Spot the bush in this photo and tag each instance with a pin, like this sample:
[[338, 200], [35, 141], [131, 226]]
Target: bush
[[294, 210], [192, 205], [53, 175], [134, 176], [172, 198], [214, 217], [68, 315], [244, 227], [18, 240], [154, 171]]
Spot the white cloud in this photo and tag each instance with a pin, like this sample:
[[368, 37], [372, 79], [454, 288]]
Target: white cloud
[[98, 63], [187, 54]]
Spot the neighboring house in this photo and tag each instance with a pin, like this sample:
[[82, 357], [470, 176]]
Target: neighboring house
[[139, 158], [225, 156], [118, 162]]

* * * * * * *

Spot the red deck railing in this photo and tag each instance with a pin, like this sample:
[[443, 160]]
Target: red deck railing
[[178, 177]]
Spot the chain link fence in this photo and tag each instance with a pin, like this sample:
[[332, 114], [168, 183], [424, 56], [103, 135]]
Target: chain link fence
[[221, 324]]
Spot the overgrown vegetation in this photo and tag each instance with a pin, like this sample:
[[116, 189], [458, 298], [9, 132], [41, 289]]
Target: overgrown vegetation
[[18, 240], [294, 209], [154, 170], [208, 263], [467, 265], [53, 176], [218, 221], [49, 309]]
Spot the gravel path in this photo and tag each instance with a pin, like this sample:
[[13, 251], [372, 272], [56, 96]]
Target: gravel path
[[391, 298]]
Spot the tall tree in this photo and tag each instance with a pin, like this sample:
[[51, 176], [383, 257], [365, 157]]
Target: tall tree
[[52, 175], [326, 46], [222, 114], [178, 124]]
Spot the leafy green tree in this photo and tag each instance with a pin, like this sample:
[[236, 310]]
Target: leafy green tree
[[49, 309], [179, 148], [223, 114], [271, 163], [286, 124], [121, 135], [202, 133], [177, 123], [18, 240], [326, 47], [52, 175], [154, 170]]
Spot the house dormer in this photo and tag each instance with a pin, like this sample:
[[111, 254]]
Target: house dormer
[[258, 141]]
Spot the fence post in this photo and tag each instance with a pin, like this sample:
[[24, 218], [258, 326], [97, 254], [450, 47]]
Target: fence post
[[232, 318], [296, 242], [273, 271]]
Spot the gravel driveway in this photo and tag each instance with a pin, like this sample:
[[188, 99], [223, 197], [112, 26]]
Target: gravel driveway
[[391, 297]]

* * * * * * *

STATED GOAL >> Render the rows from the line containing "Spot the bush" up to and including the line containing "[[139, 158], [225, 156], [118, 162]]" as a numbered list, omitting any blank lines.

FULL RESPONSE >>
1. Spot the bush in this photo and tag each instance with a pin, like this sample:
2. [[338, 200], [35, 141], [131, 226]]
3. Target: bush
4. [[294, 210], [192, 205], [53, 175], [134, 176], [172, 198], [214, 217], [68, 315], [244, 227], [18, 240], [154, 171]]
5. Spot the white cloud in this photo and tag each instance with a pin, like this sample:
6. [[368, 37], [372, 79], [454, 288]]
7. Target: white cloud
8. [[98, 63], [187, 54]]
9. Spot the neighboring house in this photo and tag each instance with a pin, like this sample:
10. [[82, 357], [470, 176]]
11. Target: neighboring house
12. [[139, 158], [225, 156], [118, 162]]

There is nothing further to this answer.